Arrange everything in the listing below, from the line containing "Would you kindly indicate the green" down to the line containing "column 189, row 241" (both included), as a Markdown table with the columns No. and Entry. Number each line and omit blank lines.
===
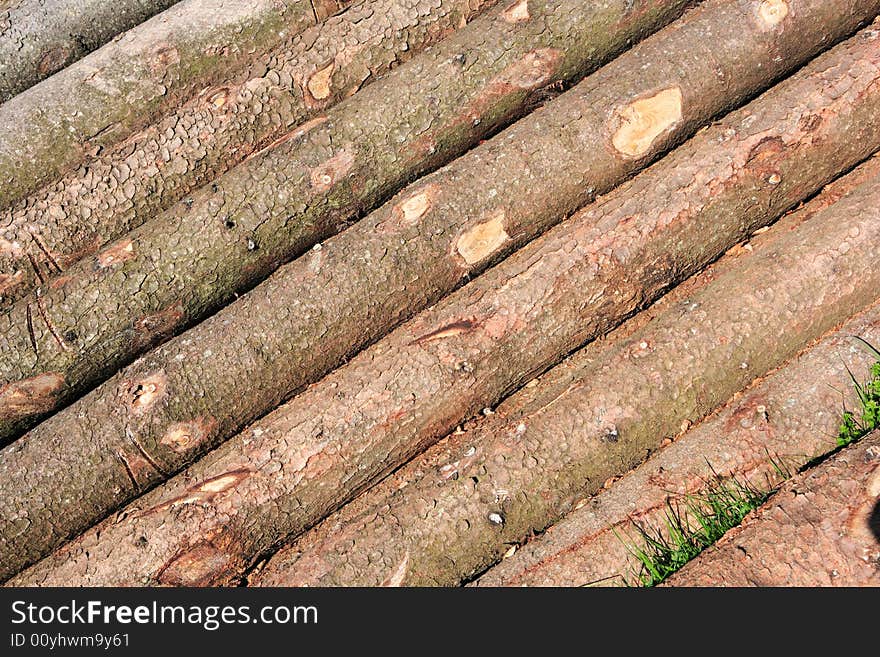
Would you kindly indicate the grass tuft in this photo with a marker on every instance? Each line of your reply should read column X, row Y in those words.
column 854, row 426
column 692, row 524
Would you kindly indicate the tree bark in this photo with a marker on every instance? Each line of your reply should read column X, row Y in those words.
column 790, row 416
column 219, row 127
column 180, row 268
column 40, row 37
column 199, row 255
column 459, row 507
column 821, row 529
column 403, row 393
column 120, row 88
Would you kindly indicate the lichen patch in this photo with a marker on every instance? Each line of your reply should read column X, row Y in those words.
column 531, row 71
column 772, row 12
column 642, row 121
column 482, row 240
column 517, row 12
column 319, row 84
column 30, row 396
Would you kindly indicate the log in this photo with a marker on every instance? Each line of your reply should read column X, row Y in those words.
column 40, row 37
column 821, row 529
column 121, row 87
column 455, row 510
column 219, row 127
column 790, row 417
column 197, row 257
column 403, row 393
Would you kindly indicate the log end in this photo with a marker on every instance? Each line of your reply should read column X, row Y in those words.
===
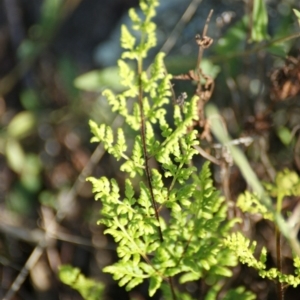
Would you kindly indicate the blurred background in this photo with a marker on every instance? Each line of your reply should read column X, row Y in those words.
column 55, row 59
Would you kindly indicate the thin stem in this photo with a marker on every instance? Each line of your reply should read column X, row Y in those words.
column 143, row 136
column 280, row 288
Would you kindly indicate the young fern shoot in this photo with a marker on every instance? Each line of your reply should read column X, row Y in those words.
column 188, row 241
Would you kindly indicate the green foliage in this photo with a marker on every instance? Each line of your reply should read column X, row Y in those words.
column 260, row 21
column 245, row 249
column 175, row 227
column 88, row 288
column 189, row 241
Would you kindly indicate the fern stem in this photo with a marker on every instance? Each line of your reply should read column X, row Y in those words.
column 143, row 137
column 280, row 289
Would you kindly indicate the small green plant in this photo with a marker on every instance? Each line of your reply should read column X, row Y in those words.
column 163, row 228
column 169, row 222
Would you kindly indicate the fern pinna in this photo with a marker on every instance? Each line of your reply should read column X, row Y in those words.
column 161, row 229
===
- [RESULT OF THIS TASK]:
| No. | Entry |
|---|---|
| 1 | Would you kindly indicate the green foliage in this photo with a marker on every instance? Each line of your reply should read column X, row Y in those words. |
| 2 | column 260, row 21 |
| 3 | column 245, row 249 |
| 4 | column 175, row 227 |
| 5 | column 88, row 288 |
| 6 | column 189, row 241 |